Tüm bu talepler ve daha fazlası yazılım tarihinin genel sorunlarıydı ve bizim gibi bizden öncekilerin de başından geçti. Elbette bu sorunlara çözümler bulundu, zaman içerisinde daha da iyileştirildi ve az önce bahsettiğim ortak mirasa dahil edildi.

Çözümleri kendi başımıza bulup onlarca yıllık sıkıntıları tekrar tecrübe etmek istiyorsak, elbette insan özgür bir varlık ve düşük seviyedeki acının insana zevk verdiği de bir gerçek (Bunun bir eğri grafiği vardı ama şimdi bulamadım). Ancak bilgisayar dışında da bir hayat var ve zaman ayırmamız gereken başka konular da söz konusu. Ayrıca milyar adam-günlük bilgi birikimi ile karşı karşıyayız. En doğru çözümü bulmayı ummak, aklı başındaki her insan için fazla iyimser olur. Kendine güvenin de bir sınırı var yani.

Alıştırmalar:
1/ Kaynakta "Tüm bu talepler" ile başlayıp "sınırı var yani." ifadesine kadar süren bölümü, "yazılım" sözcüğünü "bilişim" ile değiştirerek yeniden yazın.
2/ Yazılımdaki ortak birikimi anlatan kaynak metni son cümlesinden sonra sürdürün.
Liste, kaynaktan bağımsız ayrı bir malzemedir.

Çıkarılan Bilgiler:
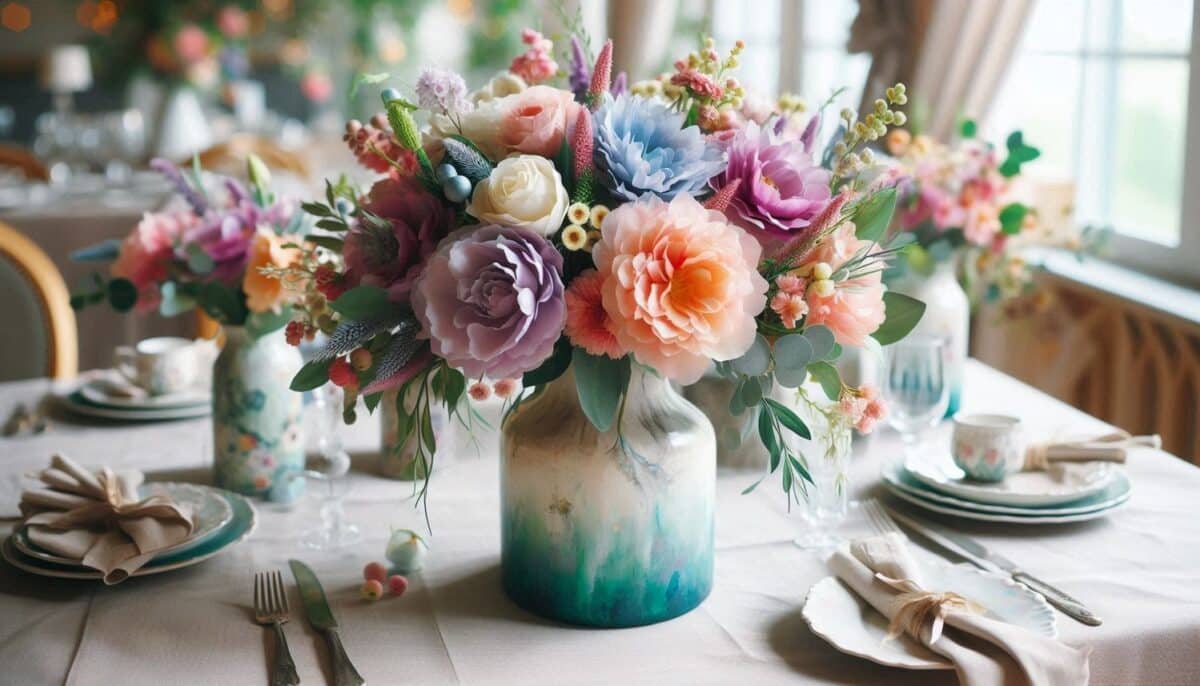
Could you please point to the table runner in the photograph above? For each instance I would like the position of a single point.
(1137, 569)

...

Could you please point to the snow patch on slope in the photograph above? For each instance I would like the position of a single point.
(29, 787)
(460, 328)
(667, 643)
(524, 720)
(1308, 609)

==

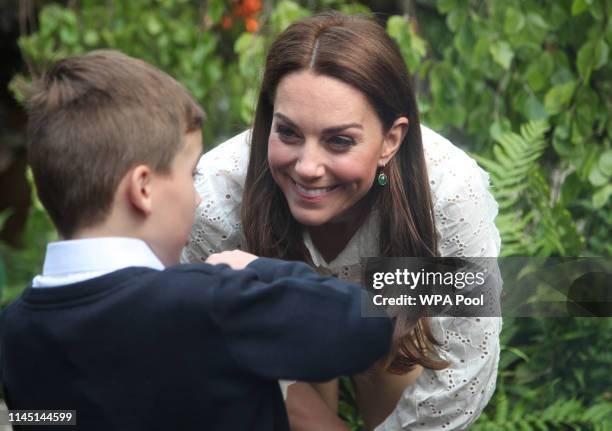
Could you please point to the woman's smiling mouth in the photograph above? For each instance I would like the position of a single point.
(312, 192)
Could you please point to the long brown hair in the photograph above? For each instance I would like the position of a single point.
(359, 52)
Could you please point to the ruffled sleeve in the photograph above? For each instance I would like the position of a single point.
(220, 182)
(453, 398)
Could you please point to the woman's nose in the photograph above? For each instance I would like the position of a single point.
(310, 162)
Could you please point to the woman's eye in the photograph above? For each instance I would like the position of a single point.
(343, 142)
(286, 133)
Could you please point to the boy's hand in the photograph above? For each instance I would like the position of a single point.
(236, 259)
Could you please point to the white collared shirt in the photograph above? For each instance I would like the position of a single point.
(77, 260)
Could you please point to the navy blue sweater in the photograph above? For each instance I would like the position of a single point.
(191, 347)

Yazılı Cevaplar:
1/
Tüm bu talepler ve daha fazlası bilişim tarihinin genel sorunlarıydı ve bizim gibi bizden öncekilerin de başından geçti. Elbette bu sorunlara çözümler bulundu, zaman içerisinde daha da iyileştirildi ve az önce bahsettiğim ortak mirasa dahil edildi.

Çözümleri kendi başımıza bulup onlarca yıllık sıkıntıları tekrar tecrübe etmek istiyorsak, elbette insan özgür bir varlık ve düşük seviyedeki acının insana zevk verdiği de bir gerçek (Bunun bir eğri grafiği vardı ama şimdi bulamadım). Ancak bilgisayar dışında da bir hayat var ve zaman ayırmamız gereken başka konular da söz konusu. Ayrıca milyar adam-günlük bilgi birikimi ile karşı karşıyayız. En doğru çözümü bulmayı ummak, aklı başındaki her insan için fazla iyimser olur. Kendine güvenin de bir sınırı var yani.

2/
Yazılımda sık yaşanan sıkıntılar ve ihtiyaçlara, uzun yıllarca test edilmiş ve iyileştirilmiş, güzelce de dokümante edilmiş ve ortak mirasa dahil edilmiş çözümlere “tasarım kalıpları” ya da “design patterns” diyoruz.


Tasarım Kalıpları Derken?

Öncelikle burada muhtemel bir yanlış anlaşılmayı ortadan kaldıralım. Tasarım kalıpları denince, Gang of Four olarak geçen ve Erich Gamma, Richard Helm, Ralph Johnson ve John Vlissides isimlerindeki dört mimardan oluşan grubun 1994 yılında çıkardığı ve 23 tasarım kalıbını içeren yayını akla geliyor. Elbette bu insanlar ortak mirasa çok ciddi bir katkı sağladılar ve önerdikleri kalıplar bugün dahi hala kullanılıyor ve pek çok mimari tasarımın temelini oluşturuyor.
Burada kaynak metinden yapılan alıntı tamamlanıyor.